## Stated goal
Answer these questions from the passage below on "Buy U a Drank (Shawty Snappin')":
1. On what date was the song released?
2. Which Lil Scrappy song is referenced in the chorus?
3. What rank does the song hold on the list of the 100 Best Songs of 2007?

## Excerpted text
┌──

"Buy U a Drank (Shawty Snappin')" is a song by American rapper T-Pain featuring fellow American rapper Yung Joc. Produced by T-Pain himself, It was released on February 20, 2007 as the lead single from his second studio album, Epiphany.

Background
T-Pain describes the meaning of the song as "...these days lots of people begin their relationships in the clubs. Whole conversations begin with some guy buying a young lady a drink. I wanted to make a song for those folks."

References to other songs
The song is noted for having many references to other popular dance/rap songs:

Lil Scrappy's song "Money in the Bank" is referenced in the chorus with the line, "I got money in the bank / Shawty what you think about that".
Towards the middle you can hear the line "You don't know me" referring to T.I.'s "U Don't Know Me".
The line "We in the bed like 'Ooh'" is a reworked version of the chorus to the Lil Boosie song "Zoom".
At the beginning, the line, "Snap yo fingers, do your step, you can do it all by yourself", is a lead line from the Lil Jon song, "Snap Yo Fingers".
Also he states "back to the crib, show you how I live" refers to 50 Cent's "Just a Lil Bit".
At the end of the second verse, T-Pain says 'On That Patrón You Should Get Like Me', referencing Yung Joc's "It's Goin' Down" off his album New Joc City.
Later on in the song, T-Pain takes a line from the single by Unk, "Walk It Out" when he says, "...Walk it out."  The song also includes uncredited vocals by T-Pain's Nappy Boy artists, Tay Dizm and Jay Lyriq.  Jay Lyriq sings: "Let's get gone, walk it out....Now rock, rock, rock, rock, you can do it all by yourself", and Tay Dizm sings: "Now walk it out, think about it... Ah snap!". The song ranks 63rd on Rolling Stones list of the 100 Best Songs of 2007.

└──

## Entries shown
┌──

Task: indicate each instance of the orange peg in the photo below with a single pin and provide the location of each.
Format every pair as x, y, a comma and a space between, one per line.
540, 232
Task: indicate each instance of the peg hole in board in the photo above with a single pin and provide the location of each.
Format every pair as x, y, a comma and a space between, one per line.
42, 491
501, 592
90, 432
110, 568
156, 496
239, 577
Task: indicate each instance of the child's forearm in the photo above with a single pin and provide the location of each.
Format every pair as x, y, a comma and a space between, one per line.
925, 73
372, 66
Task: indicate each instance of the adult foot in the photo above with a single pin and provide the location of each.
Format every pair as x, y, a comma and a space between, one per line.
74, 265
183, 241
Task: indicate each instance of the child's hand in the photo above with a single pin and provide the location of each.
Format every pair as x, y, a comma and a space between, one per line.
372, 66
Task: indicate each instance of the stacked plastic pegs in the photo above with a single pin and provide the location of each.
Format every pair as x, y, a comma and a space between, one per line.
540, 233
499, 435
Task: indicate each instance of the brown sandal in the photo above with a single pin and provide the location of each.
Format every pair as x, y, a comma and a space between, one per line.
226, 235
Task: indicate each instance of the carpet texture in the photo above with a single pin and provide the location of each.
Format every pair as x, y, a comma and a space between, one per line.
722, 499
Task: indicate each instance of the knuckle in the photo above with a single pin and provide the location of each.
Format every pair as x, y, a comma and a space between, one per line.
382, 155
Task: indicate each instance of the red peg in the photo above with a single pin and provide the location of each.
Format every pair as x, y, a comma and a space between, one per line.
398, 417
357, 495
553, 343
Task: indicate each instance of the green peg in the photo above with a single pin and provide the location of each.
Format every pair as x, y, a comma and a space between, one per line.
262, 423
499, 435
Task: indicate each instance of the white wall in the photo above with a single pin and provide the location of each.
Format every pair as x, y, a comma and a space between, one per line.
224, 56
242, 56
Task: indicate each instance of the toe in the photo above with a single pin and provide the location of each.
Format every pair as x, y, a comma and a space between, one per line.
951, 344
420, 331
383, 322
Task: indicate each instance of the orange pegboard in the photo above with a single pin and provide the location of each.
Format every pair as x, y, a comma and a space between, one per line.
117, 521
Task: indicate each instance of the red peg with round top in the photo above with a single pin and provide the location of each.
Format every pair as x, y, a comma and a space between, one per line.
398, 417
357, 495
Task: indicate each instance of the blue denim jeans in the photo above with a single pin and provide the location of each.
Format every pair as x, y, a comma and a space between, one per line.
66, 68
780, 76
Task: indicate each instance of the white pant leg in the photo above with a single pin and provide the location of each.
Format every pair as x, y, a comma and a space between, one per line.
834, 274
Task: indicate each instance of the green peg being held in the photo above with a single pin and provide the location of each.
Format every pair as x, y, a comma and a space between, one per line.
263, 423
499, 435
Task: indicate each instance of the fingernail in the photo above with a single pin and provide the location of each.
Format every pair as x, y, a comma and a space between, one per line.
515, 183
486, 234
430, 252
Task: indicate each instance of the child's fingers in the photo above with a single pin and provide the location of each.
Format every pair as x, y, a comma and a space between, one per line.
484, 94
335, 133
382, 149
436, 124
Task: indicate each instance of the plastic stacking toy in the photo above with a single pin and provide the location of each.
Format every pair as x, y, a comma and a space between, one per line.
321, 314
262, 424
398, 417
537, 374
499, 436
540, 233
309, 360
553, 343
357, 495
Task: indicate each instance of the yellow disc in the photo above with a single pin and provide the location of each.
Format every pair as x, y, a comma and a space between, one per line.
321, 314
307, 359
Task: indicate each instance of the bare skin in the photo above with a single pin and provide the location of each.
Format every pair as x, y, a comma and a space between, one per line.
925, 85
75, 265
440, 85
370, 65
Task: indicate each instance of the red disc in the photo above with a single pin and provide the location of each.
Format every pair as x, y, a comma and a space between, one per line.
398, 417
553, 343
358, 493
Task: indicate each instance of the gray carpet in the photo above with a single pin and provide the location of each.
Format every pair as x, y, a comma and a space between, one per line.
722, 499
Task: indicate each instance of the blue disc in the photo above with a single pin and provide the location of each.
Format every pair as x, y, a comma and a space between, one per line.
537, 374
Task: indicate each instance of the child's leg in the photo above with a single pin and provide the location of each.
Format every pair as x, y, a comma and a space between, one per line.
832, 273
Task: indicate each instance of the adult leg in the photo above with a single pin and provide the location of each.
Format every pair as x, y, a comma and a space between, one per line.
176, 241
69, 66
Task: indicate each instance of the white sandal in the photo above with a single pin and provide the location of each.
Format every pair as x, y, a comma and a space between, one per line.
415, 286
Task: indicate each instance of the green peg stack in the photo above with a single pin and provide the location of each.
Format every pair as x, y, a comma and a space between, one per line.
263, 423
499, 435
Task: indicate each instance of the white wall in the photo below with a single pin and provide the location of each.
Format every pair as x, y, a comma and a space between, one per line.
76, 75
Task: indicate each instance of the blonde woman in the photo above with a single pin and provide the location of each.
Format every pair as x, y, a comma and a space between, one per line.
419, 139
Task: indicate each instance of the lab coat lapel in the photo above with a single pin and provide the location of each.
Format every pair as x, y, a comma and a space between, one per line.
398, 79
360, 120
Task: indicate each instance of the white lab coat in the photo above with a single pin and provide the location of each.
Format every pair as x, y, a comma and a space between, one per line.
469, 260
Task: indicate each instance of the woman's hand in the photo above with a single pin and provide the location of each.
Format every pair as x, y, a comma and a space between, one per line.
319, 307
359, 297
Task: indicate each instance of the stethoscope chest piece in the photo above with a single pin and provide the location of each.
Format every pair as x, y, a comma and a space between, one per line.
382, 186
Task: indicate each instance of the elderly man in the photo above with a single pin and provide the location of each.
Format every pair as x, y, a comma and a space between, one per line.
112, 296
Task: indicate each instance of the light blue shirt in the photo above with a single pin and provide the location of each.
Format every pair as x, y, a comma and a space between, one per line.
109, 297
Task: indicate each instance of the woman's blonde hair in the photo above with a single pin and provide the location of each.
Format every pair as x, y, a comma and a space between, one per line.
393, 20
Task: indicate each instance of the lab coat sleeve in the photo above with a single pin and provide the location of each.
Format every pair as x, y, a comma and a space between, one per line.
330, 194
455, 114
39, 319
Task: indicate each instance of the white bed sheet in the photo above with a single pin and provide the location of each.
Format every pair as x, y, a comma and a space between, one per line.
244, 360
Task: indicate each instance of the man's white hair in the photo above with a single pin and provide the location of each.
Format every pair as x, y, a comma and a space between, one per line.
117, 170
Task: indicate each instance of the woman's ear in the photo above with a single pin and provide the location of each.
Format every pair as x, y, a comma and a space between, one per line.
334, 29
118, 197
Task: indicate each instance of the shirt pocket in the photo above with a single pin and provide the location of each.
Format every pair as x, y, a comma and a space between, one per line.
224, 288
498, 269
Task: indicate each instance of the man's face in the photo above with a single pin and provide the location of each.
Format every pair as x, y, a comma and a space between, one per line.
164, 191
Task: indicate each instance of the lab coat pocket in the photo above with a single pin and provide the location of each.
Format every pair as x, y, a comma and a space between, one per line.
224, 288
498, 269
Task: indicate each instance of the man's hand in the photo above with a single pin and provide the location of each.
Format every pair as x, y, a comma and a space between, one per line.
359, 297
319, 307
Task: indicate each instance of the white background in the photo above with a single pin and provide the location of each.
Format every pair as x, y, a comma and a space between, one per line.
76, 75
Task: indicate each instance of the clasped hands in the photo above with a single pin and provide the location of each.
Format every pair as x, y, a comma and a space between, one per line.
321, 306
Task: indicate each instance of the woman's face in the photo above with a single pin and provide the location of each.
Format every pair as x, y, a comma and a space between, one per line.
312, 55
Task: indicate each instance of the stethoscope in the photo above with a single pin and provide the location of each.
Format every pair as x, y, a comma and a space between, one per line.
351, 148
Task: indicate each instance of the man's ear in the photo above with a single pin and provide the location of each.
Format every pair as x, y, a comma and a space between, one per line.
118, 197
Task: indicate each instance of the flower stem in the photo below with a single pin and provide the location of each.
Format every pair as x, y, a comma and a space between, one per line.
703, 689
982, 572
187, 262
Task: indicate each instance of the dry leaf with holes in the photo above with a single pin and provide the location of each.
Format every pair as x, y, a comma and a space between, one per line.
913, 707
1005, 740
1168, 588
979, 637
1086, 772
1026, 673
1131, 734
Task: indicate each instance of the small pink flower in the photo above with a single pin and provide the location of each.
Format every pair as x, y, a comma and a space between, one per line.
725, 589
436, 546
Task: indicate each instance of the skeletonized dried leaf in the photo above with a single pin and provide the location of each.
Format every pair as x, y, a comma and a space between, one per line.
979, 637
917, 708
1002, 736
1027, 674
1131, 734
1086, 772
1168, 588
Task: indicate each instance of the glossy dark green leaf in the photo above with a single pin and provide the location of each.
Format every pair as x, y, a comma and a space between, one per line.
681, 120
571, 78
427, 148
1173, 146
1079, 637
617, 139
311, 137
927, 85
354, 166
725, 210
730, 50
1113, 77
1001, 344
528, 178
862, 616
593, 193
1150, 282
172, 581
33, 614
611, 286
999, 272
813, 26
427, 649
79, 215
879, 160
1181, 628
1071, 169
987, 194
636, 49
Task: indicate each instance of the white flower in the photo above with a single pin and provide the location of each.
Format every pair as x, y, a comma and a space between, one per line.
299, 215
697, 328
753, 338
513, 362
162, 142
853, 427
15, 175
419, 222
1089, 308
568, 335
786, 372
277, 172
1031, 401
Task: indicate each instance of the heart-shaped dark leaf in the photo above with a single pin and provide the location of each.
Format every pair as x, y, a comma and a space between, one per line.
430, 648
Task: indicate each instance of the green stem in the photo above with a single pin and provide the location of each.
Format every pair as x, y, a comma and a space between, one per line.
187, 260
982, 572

└──

## Problem solution
1. February 20, 2007
2. "Money in the Bank"
3. 63rd